▶ Work required:
Please show all lines of the records that include "back".

Data provided below:

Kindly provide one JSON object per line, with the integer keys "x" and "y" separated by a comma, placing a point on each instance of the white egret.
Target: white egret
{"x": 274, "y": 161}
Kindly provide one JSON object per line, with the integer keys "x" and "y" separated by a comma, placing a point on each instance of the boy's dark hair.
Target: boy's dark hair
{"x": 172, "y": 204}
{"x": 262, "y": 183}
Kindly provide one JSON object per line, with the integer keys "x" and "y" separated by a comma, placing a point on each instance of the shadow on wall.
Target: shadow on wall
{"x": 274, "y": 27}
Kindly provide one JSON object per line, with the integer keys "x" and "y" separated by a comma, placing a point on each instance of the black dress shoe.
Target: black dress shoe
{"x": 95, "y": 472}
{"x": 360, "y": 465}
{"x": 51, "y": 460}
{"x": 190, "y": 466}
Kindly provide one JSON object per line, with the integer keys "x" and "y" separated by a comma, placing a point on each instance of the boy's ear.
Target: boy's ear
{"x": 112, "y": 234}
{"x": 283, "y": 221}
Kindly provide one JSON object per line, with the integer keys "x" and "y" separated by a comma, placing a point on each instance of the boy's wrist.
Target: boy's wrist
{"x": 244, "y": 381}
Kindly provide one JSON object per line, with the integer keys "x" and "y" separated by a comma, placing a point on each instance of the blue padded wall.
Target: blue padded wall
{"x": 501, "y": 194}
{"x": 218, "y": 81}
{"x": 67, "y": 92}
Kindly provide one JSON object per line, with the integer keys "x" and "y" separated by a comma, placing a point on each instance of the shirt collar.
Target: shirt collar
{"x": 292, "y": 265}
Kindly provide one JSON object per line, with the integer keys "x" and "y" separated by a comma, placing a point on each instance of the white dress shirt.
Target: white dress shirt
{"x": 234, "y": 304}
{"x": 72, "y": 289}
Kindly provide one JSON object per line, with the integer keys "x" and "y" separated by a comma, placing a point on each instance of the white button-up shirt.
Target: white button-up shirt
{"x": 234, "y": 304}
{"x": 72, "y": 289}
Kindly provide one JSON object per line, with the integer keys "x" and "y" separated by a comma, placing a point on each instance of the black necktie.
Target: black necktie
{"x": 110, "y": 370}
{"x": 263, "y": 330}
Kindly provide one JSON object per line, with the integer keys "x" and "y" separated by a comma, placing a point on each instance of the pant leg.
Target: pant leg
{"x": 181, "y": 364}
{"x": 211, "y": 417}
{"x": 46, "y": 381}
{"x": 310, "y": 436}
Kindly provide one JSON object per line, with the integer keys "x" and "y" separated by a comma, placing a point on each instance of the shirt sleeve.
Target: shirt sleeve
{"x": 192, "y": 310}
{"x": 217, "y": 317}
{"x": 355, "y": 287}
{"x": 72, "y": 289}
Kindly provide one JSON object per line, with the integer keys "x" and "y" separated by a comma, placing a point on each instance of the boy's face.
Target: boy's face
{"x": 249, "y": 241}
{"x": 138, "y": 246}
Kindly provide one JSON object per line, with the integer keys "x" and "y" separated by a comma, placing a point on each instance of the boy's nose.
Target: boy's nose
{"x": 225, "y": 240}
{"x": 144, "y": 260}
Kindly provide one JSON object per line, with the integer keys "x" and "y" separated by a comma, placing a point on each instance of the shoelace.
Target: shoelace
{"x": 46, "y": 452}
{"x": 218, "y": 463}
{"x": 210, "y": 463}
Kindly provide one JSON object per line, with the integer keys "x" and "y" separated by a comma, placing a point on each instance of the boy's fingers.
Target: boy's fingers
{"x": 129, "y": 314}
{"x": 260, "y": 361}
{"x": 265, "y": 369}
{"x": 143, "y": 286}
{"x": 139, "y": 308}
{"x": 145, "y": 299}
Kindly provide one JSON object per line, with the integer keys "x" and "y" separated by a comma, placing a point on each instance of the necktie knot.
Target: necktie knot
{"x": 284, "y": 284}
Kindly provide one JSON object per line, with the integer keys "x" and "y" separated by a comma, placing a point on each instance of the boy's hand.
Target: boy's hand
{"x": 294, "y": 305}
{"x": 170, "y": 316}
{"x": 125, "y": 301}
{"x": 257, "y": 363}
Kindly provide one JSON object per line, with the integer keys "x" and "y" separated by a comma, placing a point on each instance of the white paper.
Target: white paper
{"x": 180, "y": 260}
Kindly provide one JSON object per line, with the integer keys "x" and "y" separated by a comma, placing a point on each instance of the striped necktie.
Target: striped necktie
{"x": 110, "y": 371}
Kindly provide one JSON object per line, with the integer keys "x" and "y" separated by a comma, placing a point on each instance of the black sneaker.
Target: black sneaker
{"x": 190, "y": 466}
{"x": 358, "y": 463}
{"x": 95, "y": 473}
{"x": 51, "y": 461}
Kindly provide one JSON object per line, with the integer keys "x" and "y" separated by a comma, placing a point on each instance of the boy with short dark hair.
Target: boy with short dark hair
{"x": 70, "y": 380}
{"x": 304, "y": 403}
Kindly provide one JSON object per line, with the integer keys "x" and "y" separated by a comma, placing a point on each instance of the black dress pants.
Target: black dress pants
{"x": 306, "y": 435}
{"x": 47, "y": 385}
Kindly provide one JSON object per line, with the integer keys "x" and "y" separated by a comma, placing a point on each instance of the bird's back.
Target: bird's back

End of Data provided.

▶ Result below:
Kindly provide one JSON object per line, with the integer keys "x" and "y" separated by a comma, placing a point on each instance of the bird's back.
Target: bird's back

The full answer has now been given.